TASK DESCRIPTION
Find the line that contains "Mark the young". Output it and every line after it to the end of the records, exactly as they appear.

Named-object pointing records
★ ★ ★ ★ ★ ★ ★

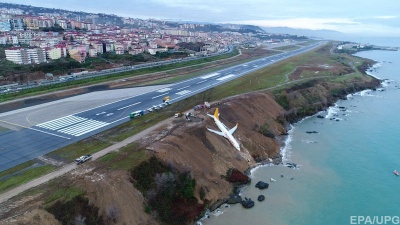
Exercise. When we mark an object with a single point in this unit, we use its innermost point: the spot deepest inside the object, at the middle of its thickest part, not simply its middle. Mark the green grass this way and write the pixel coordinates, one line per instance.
(83, 147)
(16, 168)
(287, 48)
(2, 129)
(24, 177)
(96, 80)
(126, 158)
(131, 155)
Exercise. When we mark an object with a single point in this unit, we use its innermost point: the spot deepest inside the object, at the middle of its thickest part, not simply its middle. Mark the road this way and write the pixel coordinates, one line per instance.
(41, 132)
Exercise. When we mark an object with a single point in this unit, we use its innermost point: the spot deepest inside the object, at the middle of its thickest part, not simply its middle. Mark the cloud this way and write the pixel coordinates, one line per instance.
(303, 23)
(189, 5)
(386, 17)
(344, 25)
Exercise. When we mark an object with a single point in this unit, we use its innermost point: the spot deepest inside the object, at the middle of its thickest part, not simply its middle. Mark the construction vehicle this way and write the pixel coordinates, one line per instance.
(136, 114)
(202, 106)
(188, 115)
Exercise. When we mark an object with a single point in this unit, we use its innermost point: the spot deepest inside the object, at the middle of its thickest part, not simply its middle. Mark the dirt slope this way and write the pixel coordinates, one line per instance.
(189, 146)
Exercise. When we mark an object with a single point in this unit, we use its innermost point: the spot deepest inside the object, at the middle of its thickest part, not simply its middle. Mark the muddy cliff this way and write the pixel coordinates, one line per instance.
(188, 147)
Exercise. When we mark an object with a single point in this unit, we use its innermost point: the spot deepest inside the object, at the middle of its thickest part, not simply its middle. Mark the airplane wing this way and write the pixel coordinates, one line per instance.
(217, 132)
(233, 129)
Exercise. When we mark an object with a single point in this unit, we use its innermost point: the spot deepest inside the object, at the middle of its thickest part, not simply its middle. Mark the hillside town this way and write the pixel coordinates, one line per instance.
(39, 37)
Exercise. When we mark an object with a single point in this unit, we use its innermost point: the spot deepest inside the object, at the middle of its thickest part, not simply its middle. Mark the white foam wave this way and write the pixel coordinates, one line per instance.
(285, 149)
(332, 111)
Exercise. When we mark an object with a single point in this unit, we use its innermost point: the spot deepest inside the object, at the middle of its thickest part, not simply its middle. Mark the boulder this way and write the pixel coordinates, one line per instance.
(235, 176)
(262, 185)
(233, 199)
(247, 203)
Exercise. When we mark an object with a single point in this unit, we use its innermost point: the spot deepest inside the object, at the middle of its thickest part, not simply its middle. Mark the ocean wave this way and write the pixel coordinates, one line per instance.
(332, 111)
(285, 149)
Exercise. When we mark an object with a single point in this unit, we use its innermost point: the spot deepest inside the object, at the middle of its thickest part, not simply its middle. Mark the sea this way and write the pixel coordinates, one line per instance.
(345, 161)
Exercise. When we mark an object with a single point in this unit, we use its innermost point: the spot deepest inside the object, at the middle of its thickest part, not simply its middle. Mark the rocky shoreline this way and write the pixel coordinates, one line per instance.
(291, 117)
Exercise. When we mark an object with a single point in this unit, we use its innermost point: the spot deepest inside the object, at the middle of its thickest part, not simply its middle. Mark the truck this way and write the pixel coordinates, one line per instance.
(202, 106)
(136, 114)
(83, 159)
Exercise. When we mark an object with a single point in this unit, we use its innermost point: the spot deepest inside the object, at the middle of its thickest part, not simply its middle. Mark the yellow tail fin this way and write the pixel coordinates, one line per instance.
(216, 114)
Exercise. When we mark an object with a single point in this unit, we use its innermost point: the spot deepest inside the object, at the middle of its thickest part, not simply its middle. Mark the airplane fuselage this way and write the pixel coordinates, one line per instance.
(227, 134)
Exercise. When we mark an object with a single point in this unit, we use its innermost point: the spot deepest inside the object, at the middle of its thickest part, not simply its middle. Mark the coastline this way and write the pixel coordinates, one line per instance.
(284, 154)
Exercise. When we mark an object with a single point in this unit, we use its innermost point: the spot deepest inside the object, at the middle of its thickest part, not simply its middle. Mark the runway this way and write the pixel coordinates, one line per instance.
(38, 130)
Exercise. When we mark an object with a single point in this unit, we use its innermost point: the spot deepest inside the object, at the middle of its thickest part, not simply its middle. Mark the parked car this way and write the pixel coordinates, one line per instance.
(83, 159)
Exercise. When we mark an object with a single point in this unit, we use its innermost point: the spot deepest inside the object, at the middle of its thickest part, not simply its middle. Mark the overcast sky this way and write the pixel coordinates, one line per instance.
(360, 17)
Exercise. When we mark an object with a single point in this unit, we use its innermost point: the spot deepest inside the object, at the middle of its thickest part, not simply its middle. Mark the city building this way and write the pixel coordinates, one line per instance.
(26, 55)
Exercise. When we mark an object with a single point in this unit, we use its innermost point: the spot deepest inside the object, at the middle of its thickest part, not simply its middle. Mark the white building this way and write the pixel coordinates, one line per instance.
(26, 55)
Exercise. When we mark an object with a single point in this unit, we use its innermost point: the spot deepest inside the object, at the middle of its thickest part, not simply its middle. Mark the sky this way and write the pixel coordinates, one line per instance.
(371, 18)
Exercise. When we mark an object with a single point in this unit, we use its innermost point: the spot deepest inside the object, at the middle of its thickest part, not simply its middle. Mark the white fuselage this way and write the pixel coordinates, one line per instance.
(226, 133)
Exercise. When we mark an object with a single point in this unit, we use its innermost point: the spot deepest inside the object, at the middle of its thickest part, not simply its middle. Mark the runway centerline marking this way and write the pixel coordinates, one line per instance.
(159, 95)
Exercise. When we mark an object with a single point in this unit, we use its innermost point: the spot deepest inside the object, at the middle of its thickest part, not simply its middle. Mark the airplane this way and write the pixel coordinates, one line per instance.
(224, 130)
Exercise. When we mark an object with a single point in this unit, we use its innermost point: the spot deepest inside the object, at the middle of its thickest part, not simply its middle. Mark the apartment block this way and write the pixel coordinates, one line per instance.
(26, 55)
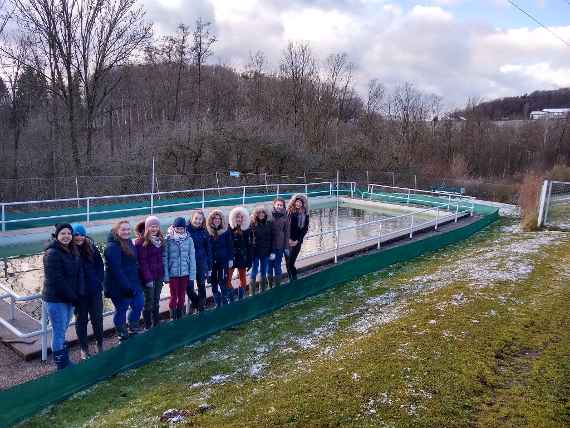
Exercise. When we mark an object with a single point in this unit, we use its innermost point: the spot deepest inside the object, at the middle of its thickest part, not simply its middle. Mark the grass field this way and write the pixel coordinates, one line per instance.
(477, 334)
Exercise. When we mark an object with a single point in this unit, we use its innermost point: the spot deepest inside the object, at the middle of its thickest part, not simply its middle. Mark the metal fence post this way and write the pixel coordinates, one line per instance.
(44, 331)
(436, 217)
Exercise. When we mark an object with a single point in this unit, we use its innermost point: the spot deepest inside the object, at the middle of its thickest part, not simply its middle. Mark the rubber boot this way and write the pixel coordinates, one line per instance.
(122, 333)
(147, 317)
(218, 299)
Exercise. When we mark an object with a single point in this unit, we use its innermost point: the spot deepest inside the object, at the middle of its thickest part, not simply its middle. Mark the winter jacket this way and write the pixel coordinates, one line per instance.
(63, 274)
(220, 240)
(151, 265)
(241, 238)
(122, 280)
(297, 233)
(93, 271)
(202, 247)
(279, 230)
(179, 258)
(261, 231)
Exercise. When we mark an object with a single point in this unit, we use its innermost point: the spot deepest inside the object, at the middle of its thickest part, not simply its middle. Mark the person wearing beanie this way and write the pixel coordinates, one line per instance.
(203, 250)
(179, 266)
(150, 247)
(63, 277)
(90, 303)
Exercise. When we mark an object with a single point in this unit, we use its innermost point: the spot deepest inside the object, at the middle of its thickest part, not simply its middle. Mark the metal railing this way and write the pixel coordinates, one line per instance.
(87, 213)
(419, 220)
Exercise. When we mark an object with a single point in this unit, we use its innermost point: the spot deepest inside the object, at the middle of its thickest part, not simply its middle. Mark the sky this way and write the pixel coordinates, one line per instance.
(454, 48)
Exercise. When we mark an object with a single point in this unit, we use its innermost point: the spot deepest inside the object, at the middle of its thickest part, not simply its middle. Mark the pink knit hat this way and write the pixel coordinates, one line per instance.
(150, 221)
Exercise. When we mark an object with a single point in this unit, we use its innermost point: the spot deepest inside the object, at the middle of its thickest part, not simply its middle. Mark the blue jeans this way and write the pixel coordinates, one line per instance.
(122, 305)
(275, 265)
(59, 316)
(259, 264)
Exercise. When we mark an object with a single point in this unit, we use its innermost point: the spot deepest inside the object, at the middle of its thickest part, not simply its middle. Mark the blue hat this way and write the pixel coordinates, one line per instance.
(79, 229)
(179, 222)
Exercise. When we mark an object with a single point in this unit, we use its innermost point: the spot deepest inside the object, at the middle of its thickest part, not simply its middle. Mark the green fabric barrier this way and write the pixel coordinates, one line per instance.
(77, 215)
(25, 400)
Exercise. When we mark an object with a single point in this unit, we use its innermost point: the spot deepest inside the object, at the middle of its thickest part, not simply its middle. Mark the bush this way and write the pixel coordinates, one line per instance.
(529, 195)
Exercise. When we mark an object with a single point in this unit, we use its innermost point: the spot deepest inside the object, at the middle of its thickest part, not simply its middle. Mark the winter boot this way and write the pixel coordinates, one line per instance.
(218, 299)
(147, 317)
(122, 332)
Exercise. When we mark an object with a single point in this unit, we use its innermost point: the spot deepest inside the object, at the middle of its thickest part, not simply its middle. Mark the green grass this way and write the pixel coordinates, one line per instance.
(474, 335)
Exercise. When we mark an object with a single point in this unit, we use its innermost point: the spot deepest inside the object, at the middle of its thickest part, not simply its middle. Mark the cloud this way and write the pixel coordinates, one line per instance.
(425, 44)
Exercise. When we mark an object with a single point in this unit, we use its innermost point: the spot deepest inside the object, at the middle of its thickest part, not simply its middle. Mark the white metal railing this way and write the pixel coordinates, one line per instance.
(418, 221)
(240, 193)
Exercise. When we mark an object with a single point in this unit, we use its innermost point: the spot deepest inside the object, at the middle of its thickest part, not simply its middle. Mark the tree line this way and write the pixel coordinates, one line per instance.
(87, 89)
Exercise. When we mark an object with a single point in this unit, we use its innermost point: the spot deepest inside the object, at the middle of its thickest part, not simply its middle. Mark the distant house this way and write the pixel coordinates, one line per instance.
(550, 113)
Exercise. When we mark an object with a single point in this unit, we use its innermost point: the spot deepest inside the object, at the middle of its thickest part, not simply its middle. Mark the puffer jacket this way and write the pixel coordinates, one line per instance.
(220, 239)
(179, 258)
(241, 238)
(296, 232)
(122, 280)
(279, 230)
(261, 231)
(202, 247)
(151, 265)
(63, 274)
(93, 270)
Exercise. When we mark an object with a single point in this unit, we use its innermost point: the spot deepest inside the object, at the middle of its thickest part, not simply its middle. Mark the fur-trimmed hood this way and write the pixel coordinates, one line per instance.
(244, 213)
(257, 210)
(294, 198)
(224, 225)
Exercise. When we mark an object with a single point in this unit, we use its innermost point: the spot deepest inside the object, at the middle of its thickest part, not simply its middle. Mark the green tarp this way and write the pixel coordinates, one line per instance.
(23, 401)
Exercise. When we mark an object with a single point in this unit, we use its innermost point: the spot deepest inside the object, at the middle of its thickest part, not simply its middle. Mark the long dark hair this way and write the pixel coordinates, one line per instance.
(124, 242)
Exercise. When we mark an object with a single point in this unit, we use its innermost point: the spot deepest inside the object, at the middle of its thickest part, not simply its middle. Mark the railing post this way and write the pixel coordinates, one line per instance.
(436, 217)
(44, 331)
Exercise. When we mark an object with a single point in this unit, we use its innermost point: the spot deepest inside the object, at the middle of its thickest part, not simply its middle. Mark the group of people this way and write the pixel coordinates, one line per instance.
(132, 272)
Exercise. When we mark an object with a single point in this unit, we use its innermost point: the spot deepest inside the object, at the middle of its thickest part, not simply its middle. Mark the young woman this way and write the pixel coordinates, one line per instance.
(90, 303)
(261, 243)
(241, 240)
(63, 278)
(298, 213)
(151, 269)
(179, 267)
(197, 229)
(122, 281)
(279, 241)
(222, 256)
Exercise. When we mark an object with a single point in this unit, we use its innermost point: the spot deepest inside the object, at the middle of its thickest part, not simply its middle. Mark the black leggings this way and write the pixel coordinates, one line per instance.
(89, 308)
(293, 254)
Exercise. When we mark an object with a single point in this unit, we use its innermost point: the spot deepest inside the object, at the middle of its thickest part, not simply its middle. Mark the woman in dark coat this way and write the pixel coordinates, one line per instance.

★ ★ ★ ★ ★ ★ ★

CORRECT ANSWER
Exercise. When we mark an object with a single point in this unit, we use its innermost point: the spot deepest inside the object, at the middle of its thickest part, not simply its middle. Mark the young woman this way and write the pixel coordinates, one line per instance.
(90, 303)
(261, 243)
(241, 240)
(63, 278)
(298, 213)
(151, 269)
(179, 267)
(197, 229)
(122, 281)
(279, 241)
(222, 256)
Exercise. When we mark an object with a single point in this unit, we use its innermost point: the spot deepest inside the object, at the middle of its thickest part, not simply its middle. Mark the black leggings this way and write the pixel coordinates, one line per instance.
(89, 308)
(293, 254)
Exercise. When we mark an object with a single point in this unit, we use its innermost point: the spot deepest inside the object, at the middle of its thickest part, not simply its middle. Mark the woman in dark coat this way and write the pixel coordinates, one line per instance.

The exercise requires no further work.